From antibiotics and vaccines to cell and tissue samples, freeze drying is used for a wide range of applications in the pharmaceuticals sector. Also known as lyophilisation, the process freezes samples and exposes them to low pressures. This transforms ice crystals into vapour, which is then extracted from the product.
While heat can be an effective way to extract moisture, freeze drying is especially useful in the pharmaceutical industry as it maintains the stability and activity of the sample. For products such as vaccines and medications, where avoiding molecular degradation and safeguarding active ingredients is crucial, lyophilisation is ideal.
Once the freeze drying process is complete, products can be easily stored for long periods of time and reconstituted by adding water. Extracting water also reduces the net weight of the product, making it easier and more cost effective to transport and distribute.
COVID-19 drives lyophilisation advances
Of all the drivers that have advanced lyophilisation over the past few years, the COVID-19 pandemic has been one of the most prominent. The sheer number of vaccines required, coupled with enormous challenges around storage, transport and distribution, has forced pharmaceutical giants such as Moderna and Pfizer to develop new freeze drying technologies.

*THE DATA*
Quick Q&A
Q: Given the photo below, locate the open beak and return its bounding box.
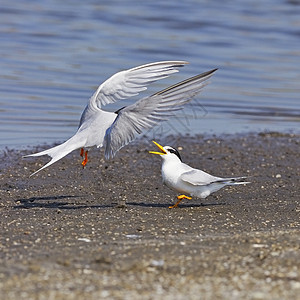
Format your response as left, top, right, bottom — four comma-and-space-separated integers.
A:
149, 141, 167, 155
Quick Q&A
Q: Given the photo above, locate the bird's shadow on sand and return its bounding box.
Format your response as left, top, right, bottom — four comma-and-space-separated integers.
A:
14, 195, 226, 210
14, 195, 114, 209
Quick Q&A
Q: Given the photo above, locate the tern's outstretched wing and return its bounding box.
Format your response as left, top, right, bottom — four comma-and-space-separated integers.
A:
88, 61, 188, 109
105, 69, 216, 158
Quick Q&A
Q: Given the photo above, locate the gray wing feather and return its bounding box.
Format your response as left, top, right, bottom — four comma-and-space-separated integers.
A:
88, 61, 188, 110
180, 169, 249, 185
180, 169, 222, 185
105, 69, 216, 158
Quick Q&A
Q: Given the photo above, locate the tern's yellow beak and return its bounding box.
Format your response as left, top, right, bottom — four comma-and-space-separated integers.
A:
149, 141, 167, 155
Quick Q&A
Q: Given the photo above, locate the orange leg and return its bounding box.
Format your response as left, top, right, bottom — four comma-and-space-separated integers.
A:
81, 150, 88, 167
169, 195, 192, 208
80, 148, 84, 157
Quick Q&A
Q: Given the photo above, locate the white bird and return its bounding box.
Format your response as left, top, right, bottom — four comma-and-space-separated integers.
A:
149, 141, 250, 208
26, 61, 216, 176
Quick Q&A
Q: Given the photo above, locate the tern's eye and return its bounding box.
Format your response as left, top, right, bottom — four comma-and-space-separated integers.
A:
167, 148, 181, 160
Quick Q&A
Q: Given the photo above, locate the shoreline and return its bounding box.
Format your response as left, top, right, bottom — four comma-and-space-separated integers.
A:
0, 132, 300, 299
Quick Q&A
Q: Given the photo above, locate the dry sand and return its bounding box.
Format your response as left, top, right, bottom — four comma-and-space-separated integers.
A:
0, 133, 300, 300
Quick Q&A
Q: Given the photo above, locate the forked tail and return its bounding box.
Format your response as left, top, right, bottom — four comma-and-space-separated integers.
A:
24, 136, 84, 177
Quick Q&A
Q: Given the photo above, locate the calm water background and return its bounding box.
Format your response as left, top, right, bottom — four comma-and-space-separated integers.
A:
0, 0, 300, 149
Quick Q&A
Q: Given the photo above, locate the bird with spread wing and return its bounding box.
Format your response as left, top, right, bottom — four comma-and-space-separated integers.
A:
26, 61, 217, 176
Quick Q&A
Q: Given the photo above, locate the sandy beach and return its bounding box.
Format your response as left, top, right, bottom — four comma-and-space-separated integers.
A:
0, 132, 300, 300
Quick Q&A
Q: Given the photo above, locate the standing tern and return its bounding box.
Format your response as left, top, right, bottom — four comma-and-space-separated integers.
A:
26, 61, 217, 176
149, 141, 250, 208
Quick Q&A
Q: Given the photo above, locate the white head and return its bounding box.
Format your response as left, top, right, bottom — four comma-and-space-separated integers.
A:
149, 141, 182, 161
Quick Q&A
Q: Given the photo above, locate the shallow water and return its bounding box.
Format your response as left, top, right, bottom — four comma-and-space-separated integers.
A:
0, 0, 300, 149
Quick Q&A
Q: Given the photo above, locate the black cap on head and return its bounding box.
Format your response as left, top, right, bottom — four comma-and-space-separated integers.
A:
165, 147, 182, 161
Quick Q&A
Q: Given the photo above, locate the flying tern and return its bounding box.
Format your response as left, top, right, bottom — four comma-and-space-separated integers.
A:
149, 141, 250, 208
26, 61, 217, 176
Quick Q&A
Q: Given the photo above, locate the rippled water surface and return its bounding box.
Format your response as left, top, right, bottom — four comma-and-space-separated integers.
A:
0, 0, 300, 148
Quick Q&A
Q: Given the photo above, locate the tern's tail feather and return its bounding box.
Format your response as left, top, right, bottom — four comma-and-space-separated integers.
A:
24, 136, 84, 176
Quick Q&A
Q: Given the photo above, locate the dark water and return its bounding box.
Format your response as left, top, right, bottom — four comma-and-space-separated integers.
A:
0, 0, 300, 148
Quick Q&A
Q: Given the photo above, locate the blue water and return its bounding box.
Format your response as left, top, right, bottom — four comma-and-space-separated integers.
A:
0, 0, 300, 148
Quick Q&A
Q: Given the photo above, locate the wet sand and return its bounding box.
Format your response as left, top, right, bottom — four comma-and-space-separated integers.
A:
0, 132, 300, 299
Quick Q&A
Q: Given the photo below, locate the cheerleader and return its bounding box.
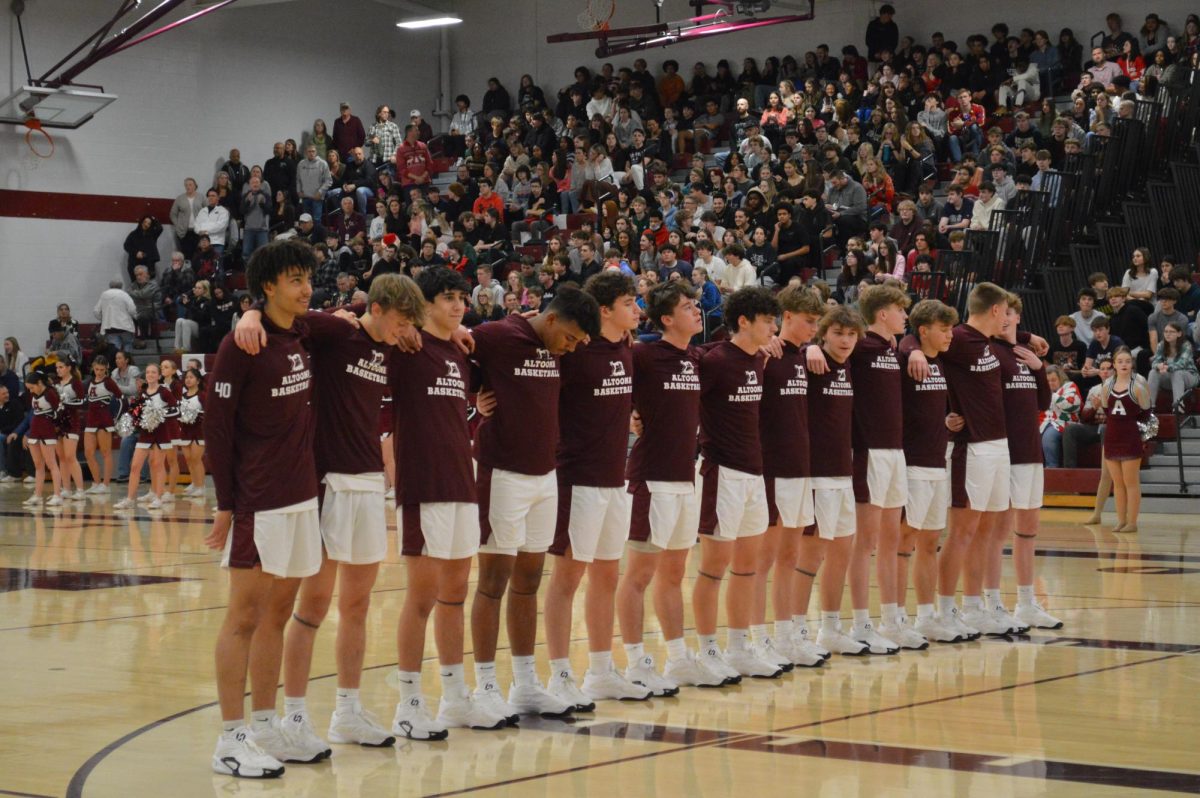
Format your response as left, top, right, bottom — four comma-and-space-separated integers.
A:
175, 368, 204, 499
83, 355, 121, 494
158, 358, 184, 504
113, 364, 175, 510
24, 371, 62, 508
54, 358, 88, 500
1100, 347, 1150, 532
379, 391, 396, 500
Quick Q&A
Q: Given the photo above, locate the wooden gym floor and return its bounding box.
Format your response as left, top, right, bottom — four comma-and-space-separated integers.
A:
0, 485, 1200, 798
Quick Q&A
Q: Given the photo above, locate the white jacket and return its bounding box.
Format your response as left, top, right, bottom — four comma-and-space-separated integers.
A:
192, 205, 229, 246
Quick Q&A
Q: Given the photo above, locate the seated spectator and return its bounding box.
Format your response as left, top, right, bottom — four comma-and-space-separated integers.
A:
1040, 366, 1084, 468
1150, 322, 1200, 409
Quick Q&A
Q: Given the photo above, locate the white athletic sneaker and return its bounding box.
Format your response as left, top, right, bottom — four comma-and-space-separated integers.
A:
438, 690, 508, 728
546, 668, 596, 712
696, 646, 742, 684
625, 654, 679, 697
817, 625, 868, 656
880, 624, 929, 652
725, 648, 784, 679
1013, 601, 1062, 629
509, 682, 574, 718
470, 682, 521, 726
212, 726, 283, 779
250, 718, 329, 764
793, 626, 833, 659
329, 706, 396, 748
391, 696, 450, 740
850, 620, 900, 654
961, 610, 1009, 637
914, 616, 966, 643
280, 712, 334, 762
750, 637, 796, 673
583, 667, 652, 706
662, 652, 725, 688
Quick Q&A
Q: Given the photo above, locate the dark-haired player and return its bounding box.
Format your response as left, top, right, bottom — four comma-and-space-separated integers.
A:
617, 280, 726, 690
896, 299, 964, 643
808, 306, 868, 655
750, 286, 827, 667
204, 240, 323, 779
546, 271, 652, 712
470, 286, 600, 718
691, 287, 782, 678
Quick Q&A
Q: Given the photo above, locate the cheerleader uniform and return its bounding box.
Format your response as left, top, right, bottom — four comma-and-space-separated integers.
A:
26, 388, 60, 446
83, 377, 121, 432
379, 391, 392, 440
54, 379, 88, 440
138, 386, 179, 449
175, 391, 204, 446
1104, 383, 1146, 460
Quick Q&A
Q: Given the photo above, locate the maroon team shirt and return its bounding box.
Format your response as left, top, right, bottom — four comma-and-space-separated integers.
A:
470, 316, 560, 476
388, 325, 472, 505
626, 341, 700, 482
557, 337, 634, 487
204, 314, 317, 514
991, 340, 1050, 466
758, 341, 810, 479
700, 341, 764, 474
809, 352, 854, 478
848, 330, 904, 451
900, 336, 950, 468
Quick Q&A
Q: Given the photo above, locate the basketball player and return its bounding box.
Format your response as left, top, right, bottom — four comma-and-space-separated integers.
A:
617, 280, 724, 694
896, 299, 965, 643
750, 286, 828, 667
808, 305, 869, 656
470, 287, 600, 719
204, 240, 324, 779
691, 287, 784, 678
983, 294, 1062, 631
546, 271, 657, 712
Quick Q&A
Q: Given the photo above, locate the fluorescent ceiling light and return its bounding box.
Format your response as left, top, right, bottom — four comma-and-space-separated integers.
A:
396, 17, 462, 30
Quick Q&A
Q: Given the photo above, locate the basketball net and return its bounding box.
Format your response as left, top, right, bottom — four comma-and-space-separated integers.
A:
576, 0, 617, 30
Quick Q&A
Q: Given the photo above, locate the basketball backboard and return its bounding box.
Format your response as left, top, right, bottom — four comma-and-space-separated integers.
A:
0, 86, 116, 130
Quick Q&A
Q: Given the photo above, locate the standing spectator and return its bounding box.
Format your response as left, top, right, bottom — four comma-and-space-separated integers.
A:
296, 144, 334, 221
125, 214, 162, 280
170, 177, 202, 260
367, 103, 400, 167
128, 266, 162, 349
193, 188, 229, 255
334, 102, 367, 161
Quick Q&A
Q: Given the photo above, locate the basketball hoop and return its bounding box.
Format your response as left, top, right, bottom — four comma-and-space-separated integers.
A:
576, 0, 617, 30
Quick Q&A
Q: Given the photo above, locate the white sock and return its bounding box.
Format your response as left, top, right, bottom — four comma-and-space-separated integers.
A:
728, 629, 750, 652
440, 662, 467, 698
396, 670, 421, 698
475, 662, 497, 690
588, 652, 612, 673
283, 696, 308, 718
334, 688, 359, 712
512, 656, 539, 686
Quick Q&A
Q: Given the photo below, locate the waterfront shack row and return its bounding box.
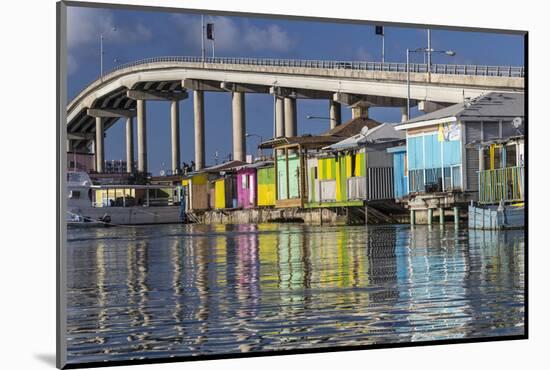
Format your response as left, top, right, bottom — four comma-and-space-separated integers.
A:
182, 117, 405, 211
388, 92, 524, 203
182, 93, 525, 225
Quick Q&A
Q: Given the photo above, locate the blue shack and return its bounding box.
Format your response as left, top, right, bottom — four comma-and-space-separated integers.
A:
386, 145, 409, 199
394, 92, 524, 223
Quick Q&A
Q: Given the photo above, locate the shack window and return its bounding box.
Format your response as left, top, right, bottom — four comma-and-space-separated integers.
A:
484, 144, 503, 170
506, 144, 517, 167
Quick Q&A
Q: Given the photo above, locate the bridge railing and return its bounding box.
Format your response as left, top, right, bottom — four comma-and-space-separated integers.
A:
111, 56, 525, 77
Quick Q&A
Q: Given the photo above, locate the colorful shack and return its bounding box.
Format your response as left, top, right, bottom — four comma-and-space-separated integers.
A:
386, 143, 409, 199
236, 161, 275, 209
397, 92, 524, 214
204, 161, 246, 209
308, 121, 405, 207
182, 161, 245, 211
260, 116, 390, 208
397, 92, 524, 199
260, 135, 338, 208
181, 171, 208, 211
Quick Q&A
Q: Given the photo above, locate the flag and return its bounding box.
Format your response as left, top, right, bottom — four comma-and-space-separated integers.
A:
206, 23, 214, 40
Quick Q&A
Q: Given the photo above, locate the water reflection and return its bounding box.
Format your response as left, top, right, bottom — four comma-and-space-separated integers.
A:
67, 224, 524, 363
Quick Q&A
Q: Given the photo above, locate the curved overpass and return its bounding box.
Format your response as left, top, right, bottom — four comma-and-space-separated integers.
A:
67, 57, 524, 173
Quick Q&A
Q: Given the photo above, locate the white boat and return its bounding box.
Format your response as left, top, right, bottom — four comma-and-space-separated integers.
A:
66, 171, 181, 227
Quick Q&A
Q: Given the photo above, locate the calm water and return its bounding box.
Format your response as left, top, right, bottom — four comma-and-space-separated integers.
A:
68, 224, 525, 363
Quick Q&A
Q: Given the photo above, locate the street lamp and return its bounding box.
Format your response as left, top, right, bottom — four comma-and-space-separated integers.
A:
99, 26, 116, 78
244, 132, 264, 157
407, 48, 456, 120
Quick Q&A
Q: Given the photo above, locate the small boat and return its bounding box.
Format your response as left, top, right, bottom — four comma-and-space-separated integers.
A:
468, 203, 525, 230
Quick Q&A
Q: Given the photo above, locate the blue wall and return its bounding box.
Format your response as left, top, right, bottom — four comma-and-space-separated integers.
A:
407, 133, 462, 170
388, 147, 408, 198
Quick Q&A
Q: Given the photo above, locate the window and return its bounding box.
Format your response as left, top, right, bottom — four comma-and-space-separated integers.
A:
506, 144, 517, 167
351, 154, 357, 177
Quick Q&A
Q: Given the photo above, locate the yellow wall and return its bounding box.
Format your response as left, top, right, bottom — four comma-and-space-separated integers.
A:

*TASK INSTRUCTIONS*
Repeat the part of the freeze drying text that begins with the words "From antibiotics and" and ends with "from the product.", switching every "samples" to "specimens".

*EXERCISE OUTPUT*
From antibiotics and vaccines to cell and tissue specimens, freeze drying is used for a wide range of applications in the pharmaceuticals sector. Also known as lyophilisation, the process freezes specimens and exposes them to low pressures. This transforms ice crystals into vapour, which is then extracted from the product.